■ DO THIS: Pull out every line in the listing below that contains the word "panel", and match it case-sensitively.

■ AVAILABLE RECORDS:
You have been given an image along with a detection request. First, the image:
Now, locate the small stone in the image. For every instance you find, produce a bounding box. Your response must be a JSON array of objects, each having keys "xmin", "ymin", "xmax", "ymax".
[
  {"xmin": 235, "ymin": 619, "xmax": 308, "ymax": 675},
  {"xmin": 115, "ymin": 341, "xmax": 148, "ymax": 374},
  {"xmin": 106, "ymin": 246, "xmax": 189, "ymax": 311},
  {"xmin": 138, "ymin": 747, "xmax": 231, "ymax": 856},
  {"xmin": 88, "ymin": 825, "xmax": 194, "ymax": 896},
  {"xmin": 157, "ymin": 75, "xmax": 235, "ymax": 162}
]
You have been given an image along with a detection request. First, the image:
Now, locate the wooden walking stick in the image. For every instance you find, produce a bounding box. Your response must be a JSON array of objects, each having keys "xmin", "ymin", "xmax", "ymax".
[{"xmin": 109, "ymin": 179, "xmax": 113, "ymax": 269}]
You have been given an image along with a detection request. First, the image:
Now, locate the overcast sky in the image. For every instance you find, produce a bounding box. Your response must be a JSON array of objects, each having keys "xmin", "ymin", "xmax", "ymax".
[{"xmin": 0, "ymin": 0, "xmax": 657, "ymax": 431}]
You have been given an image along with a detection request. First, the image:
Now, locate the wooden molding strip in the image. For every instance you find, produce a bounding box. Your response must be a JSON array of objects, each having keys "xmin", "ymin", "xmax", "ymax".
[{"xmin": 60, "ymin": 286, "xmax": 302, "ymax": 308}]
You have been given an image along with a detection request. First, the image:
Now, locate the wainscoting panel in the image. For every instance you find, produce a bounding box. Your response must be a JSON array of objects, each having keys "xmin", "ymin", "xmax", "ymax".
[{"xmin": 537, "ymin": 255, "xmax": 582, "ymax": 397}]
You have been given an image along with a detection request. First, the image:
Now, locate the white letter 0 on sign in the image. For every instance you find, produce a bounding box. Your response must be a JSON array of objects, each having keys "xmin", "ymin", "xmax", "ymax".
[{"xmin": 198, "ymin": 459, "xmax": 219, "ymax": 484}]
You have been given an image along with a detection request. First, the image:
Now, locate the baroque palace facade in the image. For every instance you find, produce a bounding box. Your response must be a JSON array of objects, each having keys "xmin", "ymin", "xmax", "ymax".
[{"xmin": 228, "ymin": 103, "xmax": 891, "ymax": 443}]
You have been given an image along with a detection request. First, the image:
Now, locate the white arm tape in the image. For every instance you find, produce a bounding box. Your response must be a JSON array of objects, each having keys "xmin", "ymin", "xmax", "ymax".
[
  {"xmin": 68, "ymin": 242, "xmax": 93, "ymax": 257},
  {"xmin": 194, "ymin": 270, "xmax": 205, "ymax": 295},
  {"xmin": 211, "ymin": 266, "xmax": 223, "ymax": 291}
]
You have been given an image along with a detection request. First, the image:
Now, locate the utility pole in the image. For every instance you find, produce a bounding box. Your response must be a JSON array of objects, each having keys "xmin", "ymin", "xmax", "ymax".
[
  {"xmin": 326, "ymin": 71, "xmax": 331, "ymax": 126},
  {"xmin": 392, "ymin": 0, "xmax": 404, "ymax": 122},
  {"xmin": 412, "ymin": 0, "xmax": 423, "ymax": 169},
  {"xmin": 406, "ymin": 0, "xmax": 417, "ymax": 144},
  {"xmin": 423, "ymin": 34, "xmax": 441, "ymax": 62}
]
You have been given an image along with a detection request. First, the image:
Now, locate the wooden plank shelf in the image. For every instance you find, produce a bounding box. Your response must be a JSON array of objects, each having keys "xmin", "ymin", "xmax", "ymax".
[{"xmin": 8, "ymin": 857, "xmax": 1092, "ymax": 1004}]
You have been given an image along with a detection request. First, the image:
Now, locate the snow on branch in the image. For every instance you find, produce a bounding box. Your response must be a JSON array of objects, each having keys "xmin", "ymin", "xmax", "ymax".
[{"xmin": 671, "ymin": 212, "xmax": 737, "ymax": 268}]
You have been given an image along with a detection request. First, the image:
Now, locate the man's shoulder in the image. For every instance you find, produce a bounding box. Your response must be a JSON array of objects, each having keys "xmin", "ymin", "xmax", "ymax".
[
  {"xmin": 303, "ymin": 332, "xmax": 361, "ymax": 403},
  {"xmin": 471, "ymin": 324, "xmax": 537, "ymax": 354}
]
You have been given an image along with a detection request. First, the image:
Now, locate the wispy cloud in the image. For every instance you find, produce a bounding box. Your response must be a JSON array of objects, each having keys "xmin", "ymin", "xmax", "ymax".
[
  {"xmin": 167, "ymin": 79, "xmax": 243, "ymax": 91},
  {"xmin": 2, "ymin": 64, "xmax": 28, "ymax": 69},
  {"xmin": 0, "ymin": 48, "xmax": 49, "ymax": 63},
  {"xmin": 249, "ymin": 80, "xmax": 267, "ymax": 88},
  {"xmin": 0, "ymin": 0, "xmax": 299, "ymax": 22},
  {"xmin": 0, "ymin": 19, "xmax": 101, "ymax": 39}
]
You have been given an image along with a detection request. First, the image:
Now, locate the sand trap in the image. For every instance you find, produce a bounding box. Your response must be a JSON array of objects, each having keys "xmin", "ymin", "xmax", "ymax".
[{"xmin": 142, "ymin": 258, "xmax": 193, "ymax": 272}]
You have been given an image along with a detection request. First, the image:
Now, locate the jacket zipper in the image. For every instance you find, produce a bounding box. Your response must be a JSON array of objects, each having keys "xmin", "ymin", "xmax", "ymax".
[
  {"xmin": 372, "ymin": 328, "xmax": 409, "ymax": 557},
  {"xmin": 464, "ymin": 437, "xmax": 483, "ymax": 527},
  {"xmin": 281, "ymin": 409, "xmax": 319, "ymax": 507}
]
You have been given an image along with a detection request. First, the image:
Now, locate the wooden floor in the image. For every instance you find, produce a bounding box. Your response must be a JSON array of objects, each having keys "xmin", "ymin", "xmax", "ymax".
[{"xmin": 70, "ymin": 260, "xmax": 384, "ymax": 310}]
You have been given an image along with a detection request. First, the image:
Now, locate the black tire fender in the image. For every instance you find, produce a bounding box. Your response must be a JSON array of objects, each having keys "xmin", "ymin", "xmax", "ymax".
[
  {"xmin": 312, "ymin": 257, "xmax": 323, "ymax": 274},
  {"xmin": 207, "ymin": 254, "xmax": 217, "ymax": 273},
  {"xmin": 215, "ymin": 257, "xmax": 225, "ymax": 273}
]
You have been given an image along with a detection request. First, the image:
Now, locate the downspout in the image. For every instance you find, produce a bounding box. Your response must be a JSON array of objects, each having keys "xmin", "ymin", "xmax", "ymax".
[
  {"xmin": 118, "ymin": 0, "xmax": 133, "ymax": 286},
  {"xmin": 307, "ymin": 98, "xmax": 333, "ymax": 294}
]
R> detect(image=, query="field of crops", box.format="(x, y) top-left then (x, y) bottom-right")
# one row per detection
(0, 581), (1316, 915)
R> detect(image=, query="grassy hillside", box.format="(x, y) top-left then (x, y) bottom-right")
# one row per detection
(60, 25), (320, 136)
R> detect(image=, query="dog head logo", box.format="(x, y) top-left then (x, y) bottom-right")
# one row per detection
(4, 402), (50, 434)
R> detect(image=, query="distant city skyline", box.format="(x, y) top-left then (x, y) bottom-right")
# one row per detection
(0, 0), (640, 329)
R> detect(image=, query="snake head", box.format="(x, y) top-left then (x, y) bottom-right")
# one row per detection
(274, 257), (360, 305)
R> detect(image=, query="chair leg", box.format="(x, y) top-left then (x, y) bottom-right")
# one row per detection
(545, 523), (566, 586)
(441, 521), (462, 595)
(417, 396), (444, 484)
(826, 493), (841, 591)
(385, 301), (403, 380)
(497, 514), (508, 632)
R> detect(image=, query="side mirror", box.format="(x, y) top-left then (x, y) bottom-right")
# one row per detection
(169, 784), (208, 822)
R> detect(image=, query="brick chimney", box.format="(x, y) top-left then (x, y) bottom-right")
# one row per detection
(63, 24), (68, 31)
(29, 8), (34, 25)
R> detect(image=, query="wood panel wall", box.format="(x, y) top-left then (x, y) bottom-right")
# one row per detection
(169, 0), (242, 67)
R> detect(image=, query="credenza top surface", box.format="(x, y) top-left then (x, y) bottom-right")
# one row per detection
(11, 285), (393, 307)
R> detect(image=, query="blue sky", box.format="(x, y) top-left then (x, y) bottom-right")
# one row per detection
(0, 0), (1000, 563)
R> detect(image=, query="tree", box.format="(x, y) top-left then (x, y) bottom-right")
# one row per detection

■ FULL RESPONSE:
Now, locate the wainscoting panel in the image. For every instance you find, produce a bounding box. Your response must be a JSON array of objects, each having keys "xmin", "ymin", "xmax", "ymax".
R> detect(image=, query="wood panel wall", box.format="(x, y) top-left then (x, y) bottom-right")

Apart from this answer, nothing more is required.